[Collection entries]
— Start —

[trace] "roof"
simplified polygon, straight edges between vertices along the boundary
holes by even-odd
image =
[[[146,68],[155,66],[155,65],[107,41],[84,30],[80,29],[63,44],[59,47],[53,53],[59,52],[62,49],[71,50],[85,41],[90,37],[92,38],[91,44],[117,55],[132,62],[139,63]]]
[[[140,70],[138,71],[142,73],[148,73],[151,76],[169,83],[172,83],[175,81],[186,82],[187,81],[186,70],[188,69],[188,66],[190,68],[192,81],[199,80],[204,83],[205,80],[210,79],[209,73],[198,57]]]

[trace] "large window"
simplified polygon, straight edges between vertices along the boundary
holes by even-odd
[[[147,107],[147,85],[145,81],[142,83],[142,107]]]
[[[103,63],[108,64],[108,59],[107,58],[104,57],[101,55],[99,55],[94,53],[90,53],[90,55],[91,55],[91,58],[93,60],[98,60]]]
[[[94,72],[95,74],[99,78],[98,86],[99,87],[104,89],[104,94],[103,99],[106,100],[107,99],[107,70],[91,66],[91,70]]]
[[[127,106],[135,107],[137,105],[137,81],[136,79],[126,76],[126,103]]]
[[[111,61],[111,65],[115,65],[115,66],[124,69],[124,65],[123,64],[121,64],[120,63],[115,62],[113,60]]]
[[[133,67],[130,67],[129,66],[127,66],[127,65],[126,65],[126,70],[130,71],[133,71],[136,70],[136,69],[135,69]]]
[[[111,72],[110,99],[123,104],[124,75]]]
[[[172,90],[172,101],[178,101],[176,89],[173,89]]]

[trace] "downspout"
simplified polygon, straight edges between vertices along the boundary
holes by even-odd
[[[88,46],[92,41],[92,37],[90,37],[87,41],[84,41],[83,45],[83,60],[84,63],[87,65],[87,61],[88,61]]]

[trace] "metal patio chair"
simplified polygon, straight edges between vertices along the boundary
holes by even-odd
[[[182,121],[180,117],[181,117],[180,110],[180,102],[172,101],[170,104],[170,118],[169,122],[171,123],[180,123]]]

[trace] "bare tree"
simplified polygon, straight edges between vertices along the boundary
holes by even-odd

— End —

Lay out every line of the listing above as a JSON list of strings, one string per line, with blank lines left out.

[
  "[trace] \"roof\"",
  "simplified polygon, straight edges between vertices along the boundary",
  "holes by even-odd",
  "image =",
  "[[[146,68],[155,66],[155,65],[107,41],[84,30],[80,29],[63,44],[59,47],[53,53],[59,52],[62,49],[71,50],[85,41],[90,37],[92,38],[91,44],[117,55],[132,62],[139,63]]]",
  "[[[140,70],[138,71],[142,73],[148,73],[151,76],[169,83],[172,83],[175,81],[186,82],[187,81],[186,70],[188,69],[188,66],[190,68],[192,81],[199,80],[204,83],[205,80],[210,79],[209,73],[198,57]]]",
  "[trace] \"large window\"",
  "simplified polygon, straight edges between vertices along the boundary",
  "holes by even-odd",
  "[[[147,107],[147,85],[145,81],[142,83],[142,107]]]",
  "[[[103,63],[108,64],[108,59],[107,58],[104,57],[101,55],[99,55],[94,53],[90,53],[90,55],[91,55],[91,58],[93,60],[98,60]]]",
  "[[[94,72],[95,74],[99,78],[98,86],[99,87],[104,89],[104,94],[103,99],[106,100],[107,99],[107,70],[91,66],[91,70]]]",
  "[[[127,106],[135,107],[137,105],[137,81],[136,79],[126,76],[126,103]]]",
  "[[[111,61],[111,65],[115,65],[115,66],[124,69],[124,65],[123,64],[121,64],[120,63],[115,62],[113,60]]]",
  "[[[133,67],[130,67],[129,66],[127,66],[127,65],[126,65],[126,70],[130,71],[133,71],[136,70],[136,69],[135,69]]]",
  "[[[111,72],[110,99],[123,104],[124,75]]]",
  "[[[172,90],[172,101],[178,101],[176,89],[173,89]]]",
  "[trace] \"downspout\"",
  "simplified polygon, straight edges between vertices along the boundary",
  "holes by even-odd",
  "[[[88,46],[92,41],[92,37],[90,37],[87,41],[84,41],[83,45],[83,60],[84,63],[87,65],[87,61],[88,61]]]",
  "[trace] \"metal patio chair\"",
  "simplified polygon, straight edges between vertices along the boundary",
  "holes by even-odd",
  "[[[182,121],[180,117],[181,117],[180,110],[180,102],[172,101],[170,104],[170,118],[169,122],[171,123],[180,123]]]",
  "[trace] \"bare tree\"",
  "simplified polygon, straight edges between vertices along the boundary",
  "holes by even-odd"
]